### Aim
Count the lines in the entries below that contain the string "gable". Reply with the number only.
----
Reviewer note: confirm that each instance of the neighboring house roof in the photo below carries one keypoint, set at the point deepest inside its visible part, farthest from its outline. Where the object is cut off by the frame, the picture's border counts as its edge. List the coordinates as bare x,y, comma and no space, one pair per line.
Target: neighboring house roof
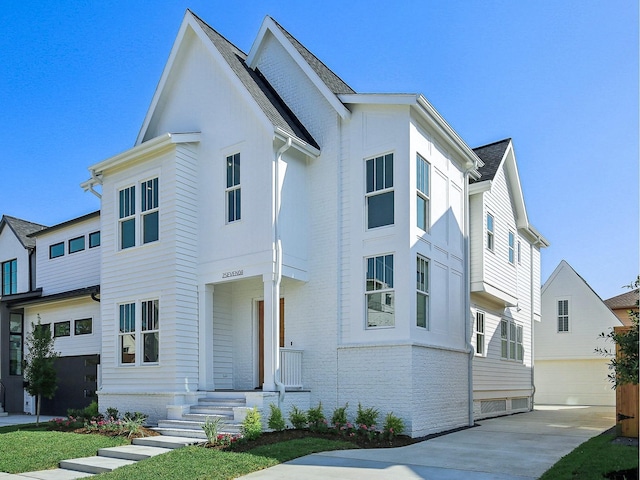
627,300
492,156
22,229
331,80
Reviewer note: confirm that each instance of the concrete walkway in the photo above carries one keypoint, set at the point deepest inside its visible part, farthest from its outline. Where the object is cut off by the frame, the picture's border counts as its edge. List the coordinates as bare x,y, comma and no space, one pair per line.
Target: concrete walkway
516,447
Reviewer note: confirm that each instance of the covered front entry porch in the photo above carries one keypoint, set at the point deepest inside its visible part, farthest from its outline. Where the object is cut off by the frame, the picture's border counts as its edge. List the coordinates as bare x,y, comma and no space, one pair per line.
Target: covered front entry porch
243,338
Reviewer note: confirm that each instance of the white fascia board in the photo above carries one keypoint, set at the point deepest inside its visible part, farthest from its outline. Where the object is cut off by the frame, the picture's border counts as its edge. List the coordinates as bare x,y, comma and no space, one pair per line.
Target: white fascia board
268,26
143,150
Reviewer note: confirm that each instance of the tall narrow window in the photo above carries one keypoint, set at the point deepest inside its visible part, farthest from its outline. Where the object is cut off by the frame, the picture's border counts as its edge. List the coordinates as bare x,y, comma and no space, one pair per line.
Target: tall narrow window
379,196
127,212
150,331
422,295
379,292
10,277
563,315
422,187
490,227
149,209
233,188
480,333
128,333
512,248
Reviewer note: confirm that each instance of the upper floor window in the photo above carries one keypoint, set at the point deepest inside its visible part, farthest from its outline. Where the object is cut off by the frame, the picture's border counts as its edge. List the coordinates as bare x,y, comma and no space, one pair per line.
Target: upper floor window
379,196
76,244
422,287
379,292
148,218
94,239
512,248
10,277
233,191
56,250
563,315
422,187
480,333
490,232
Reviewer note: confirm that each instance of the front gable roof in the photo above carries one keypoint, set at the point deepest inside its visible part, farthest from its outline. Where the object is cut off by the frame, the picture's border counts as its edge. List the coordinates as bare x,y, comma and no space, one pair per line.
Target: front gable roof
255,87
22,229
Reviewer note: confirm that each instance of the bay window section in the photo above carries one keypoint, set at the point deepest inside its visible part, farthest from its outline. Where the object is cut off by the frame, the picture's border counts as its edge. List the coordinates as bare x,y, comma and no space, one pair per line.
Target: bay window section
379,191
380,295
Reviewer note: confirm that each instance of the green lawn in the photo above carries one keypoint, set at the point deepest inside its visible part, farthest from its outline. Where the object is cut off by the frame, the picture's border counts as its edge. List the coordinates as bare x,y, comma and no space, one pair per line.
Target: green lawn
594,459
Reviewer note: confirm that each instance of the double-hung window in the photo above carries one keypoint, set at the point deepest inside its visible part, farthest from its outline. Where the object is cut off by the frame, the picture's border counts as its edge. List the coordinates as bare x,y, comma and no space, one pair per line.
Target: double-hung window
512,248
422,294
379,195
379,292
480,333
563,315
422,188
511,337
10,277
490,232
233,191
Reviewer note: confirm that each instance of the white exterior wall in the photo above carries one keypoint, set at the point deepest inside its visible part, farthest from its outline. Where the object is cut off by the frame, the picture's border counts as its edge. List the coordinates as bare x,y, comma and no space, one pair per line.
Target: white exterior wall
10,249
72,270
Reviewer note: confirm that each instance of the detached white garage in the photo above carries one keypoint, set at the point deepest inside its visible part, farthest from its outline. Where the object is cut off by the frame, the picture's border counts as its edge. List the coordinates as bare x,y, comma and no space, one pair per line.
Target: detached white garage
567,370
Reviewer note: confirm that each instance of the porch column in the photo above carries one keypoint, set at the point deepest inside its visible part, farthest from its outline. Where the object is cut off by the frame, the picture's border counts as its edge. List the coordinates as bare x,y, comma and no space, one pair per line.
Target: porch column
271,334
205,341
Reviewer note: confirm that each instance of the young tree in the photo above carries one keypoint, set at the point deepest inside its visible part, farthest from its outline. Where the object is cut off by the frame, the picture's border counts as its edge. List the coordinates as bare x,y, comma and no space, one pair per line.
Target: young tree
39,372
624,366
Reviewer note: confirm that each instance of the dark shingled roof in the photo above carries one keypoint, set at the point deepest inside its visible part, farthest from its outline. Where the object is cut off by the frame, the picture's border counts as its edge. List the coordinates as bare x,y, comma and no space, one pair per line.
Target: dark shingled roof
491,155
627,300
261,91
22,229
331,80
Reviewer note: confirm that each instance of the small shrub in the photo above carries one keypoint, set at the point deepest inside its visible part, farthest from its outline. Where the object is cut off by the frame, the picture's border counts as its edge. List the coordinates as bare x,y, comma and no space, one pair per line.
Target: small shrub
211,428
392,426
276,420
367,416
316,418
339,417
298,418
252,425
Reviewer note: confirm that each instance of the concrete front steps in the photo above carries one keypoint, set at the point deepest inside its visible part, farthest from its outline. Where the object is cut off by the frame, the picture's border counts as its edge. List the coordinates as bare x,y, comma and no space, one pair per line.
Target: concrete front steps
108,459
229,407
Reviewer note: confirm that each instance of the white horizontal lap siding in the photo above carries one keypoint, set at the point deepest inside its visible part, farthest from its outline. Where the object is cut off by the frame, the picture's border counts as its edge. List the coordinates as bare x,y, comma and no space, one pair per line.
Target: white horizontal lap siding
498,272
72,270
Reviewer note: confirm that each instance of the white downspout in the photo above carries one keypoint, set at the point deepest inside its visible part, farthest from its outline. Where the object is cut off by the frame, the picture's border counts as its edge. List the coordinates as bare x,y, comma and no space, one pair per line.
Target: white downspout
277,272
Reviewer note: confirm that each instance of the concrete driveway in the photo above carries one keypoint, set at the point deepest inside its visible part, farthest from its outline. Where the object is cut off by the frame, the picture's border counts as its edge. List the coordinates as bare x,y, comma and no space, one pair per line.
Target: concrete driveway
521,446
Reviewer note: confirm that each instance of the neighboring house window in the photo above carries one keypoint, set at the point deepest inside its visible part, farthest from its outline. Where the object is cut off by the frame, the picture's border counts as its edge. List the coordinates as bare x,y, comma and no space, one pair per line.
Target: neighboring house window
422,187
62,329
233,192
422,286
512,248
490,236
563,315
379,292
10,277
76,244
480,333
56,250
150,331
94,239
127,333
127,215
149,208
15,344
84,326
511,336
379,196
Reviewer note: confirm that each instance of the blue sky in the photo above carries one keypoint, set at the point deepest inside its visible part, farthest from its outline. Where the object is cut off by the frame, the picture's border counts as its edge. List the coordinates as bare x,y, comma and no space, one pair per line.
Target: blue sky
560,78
----
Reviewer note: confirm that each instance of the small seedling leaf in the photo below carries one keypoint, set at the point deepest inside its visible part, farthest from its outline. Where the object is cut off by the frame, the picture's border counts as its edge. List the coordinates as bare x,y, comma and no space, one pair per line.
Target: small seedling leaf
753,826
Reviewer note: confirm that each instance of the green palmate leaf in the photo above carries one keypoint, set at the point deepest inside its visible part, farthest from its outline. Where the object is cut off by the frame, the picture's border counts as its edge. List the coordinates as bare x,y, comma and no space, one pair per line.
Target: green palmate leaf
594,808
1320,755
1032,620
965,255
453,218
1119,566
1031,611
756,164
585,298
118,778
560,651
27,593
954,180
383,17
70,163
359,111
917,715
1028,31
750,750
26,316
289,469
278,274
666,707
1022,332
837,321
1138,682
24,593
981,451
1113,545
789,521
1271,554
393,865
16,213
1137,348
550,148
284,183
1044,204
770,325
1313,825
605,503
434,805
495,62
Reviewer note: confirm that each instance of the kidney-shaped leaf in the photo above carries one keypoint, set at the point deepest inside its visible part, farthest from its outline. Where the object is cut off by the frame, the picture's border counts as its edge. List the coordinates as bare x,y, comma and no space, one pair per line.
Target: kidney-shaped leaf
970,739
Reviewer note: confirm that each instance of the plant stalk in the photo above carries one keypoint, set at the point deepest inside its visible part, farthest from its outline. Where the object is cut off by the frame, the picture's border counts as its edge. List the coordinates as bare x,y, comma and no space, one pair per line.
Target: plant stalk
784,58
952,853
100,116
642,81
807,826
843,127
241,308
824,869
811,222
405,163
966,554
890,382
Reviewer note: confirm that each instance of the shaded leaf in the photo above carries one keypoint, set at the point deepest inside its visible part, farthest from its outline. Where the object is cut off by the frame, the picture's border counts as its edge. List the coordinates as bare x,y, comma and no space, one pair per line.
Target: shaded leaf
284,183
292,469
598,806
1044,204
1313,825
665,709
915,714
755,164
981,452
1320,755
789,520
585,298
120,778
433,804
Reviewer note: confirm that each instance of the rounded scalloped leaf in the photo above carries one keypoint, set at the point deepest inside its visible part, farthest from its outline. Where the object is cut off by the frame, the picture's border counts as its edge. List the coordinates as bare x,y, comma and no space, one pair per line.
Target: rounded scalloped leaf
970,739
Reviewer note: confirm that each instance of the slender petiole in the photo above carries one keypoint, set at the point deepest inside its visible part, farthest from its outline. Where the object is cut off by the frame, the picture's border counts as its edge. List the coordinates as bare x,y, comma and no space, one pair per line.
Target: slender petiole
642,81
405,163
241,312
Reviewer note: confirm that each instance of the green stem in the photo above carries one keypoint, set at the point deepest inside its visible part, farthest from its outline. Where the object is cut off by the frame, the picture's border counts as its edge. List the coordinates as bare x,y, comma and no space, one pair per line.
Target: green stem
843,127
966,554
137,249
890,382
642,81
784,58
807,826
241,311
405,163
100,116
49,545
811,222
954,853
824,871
----
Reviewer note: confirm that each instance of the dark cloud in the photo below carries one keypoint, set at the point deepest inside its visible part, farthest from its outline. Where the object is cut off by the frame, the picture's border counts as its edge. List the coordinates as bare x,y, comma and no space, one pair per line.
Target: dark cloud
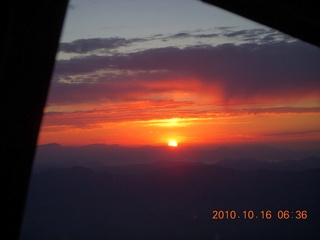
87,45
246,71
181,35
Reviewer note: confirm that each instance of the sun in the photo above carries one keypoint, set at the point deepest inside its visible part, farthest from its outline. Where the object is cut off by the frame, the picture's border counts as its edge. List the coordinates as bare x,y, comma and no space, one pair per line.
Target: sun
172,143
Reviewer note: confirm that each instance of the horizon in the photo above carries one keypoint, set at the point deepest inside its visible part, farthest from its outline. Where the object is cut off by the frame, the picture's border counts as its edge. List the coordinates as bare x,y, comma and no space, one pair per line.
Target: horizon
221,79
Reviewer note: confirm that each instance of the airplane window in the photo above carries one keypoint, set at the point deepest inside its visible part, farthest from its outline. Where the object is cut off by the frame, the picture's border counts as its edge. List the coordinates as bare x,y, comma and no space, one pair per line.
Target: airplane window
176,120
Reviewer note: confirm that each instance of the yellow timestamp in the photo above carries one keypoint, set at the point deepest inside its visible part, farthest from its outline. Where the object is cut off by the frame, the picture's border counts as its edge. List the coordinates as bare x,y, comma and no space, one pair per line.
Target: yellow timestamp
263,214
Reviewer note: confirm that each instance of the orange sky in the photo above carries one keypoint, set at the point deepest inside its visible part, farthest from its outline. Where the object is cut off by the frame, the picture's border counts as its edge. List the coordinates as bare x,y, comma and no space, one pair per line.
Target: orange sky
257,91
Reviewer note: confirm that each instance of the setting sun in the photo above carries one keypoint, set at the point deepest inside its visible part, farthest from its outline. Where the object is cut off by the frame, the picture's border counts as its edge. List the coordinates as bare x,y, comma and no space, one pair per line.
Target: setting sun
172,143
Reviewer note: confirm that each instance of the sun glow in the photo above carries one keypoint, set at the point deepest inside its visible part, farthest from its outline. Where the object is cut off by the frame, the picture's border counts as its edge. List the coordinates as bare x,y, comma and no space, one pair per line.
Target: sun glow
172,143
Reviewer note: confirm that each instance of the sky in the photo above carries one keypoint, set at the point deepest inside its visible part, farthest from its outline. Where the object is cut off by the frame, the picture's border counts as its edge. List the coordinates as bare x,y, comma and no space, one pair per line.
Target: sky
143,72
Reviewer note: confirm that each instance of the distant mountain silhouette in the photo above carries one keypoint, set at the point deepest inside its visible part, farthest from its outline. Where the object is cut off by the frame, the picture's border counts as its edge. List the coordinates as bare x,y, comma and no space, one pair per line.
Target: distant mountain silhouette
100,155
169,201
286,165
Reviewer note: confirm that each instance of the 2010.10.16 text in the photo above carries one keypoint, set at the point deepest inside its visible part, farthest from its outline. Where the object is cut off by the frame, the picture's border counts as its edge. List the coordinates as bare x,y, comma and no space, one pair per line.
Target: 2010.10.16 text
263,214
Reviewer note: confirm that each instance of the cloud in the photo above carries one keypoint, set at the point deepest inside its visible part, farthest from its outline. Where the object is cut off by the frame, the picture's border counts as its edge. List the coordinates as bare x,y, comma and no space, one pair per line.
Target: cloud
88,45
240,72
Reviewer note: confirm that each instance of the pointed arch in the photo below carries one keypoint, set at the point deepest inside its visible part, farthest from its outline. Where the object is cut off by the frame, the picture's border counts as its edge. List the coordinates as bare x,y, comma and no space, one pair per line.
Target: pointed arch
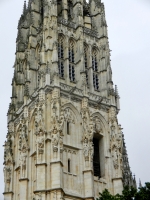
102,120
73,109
----
### Full answer
2